▼

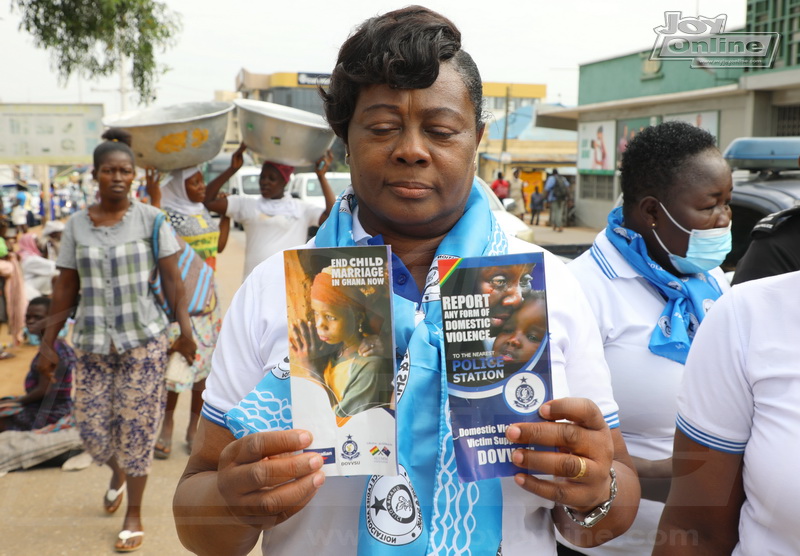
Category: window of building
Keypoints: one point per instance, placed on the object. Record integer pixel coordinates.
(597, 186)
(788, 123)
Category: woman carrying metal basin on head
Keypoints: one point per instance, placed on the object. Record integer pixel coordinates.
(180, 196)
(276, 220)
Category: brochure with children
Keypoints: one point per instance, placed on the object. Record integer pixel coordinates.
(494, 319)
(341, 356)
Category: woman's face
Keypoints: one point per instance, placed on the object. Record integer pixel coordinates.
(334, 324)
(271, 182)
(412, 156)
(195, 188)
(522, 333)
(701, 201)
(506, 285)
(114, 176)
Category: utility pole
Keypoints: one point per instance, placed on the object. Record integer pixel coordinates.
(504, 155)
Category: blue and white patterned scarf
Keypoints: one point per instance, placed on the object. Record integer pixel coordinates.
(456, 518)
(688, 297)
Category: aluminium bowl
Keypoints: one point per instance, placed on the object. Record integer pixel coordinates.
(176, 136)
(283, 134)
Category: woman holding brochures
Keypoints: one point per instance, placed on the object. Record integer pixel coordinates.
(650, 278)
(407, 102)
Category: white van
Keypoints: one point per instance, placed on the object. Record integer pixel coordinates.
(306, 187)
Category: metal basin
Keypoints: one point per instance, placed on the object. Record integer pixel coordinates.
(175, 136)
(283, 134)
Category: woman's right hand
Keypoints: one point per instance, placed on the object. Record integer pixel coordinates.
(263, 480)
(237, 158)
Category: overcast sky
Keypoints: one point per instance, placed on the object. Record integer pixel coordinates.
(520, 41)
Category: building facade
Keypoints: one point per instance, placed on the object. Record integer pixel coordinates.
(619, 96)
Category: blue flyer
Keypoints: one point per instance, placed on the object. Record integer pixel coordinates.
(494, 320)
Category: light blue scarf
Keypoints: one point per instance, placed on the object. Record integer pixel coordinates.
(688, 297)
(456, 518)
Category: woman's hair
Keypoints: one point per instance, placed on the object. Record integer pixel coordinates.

▲

# TASK TO COMPLETE:
Update the data above by replacing each "scarf" with "shawl" and changing nothing else. Leave the pictures out of your answer.

# EXERCISE OUTPUT:
Category: window of building
Keypoints: one point per instance, placed on the object. Record integer pixel coordinates.
(597, 186)
(788, 123)
Category: woman carrying metal basin on head
Keypoints: one point per instance, placed on the object. Record integer pixel coordinates.
(180, 196)
(276, 220)
Category: brochure with children
Keypoints: one point per instance, placed on the object. Record integer pixel coordinates.
(494, 319)
(341, 356)
Category: woman's face
Keypoints: one point per instance, placed on the object. Record integer pixel coordinates.
(334, 324)
(271, 182)
(412, 156)
(195, 188)
(522, 333)
(701, 201)
(506, 285)
(114, 176)
Category: utility pole
Keypoints: one point per instance, placed on the object. Record integer pixel coordinates.
(504, 155)
Category: blue and white patterned shawl
Keypoints: one point per instance, placed on the object. Record integer pixel coordinates.
(456, 518)
(688, 297)
Category: aluminium bowl
Keypoints: one point per instance, placed on the object. Record integer pixel coordinates.
(176, 136)
(283, 134)
Category: woman holding brochures
Keypoints: one point per instance, placed on the object. Record integer pixel coordinates.
(650, 278)
(407, 102)
Category: white van
Keypoints: one point per instance, placed on the object. Record integer pixel coordinates.
(306, 187)
Category: metal basin
Keypoints: one point per instance, placed on the object. Record integer pixel coordinates.
(175, 136)
(283, 134)
Category: woman's right hand
Keypoints: one point per instance, placed on the object. Record integer pixel coordinates.
(263, 480)
(237, 158)
Category: overcast sky
Keypoints: one point per instance, placed on the object. Record integer pixel coordinates.
(520, 41)
Category: building facade
Keypoints: one point per instance, placed on the object. Record integer pixel coordinates.
(619, 96)
Category: blue flyer
Keypoints: one point per instance, placed on the object. Record integer pixel coordinates.
(494, 320)
Category: light blue shawl
Keypoints: one point per instance, placed on the object. Record integer pixel coordinates.
(688, 297)
(456, 518)
Category: woman's hair
Keypoints: one point per instance, placed on the object. Record integer pixel coordinates.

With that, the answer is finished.